Reproduce every line of the material below, requests included, and multiply each pixel coordinate in the answers by 2.15, rounding to the nearest whole number with halves rounded up. Leave all numbers in the requests, including their format samples, unchanged.

_AVAILABLE RECORDS_.
:::::

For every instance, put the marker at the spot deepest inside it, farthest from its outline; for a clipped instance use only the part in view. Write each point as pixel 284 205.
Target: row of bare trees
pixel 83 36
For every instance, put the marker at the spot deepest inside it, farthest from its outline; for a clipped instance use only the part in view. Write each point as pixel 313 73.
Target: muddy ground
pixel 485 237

:::::

_SOLUTION_.
For every instance, put the marker at the spot deepest inside it, farthest from its outline; for a clipped instance use only the part in view. Write each point as pixel 284 205.
Target: row of bare trees
pixel 178 77
For every instance, put the marker at the spot deepest inside it, farthest from its outline; for a clipped instance use only the part in view. Write each point as pixel 313 73.
Target: muddy ground
pixel 1043 510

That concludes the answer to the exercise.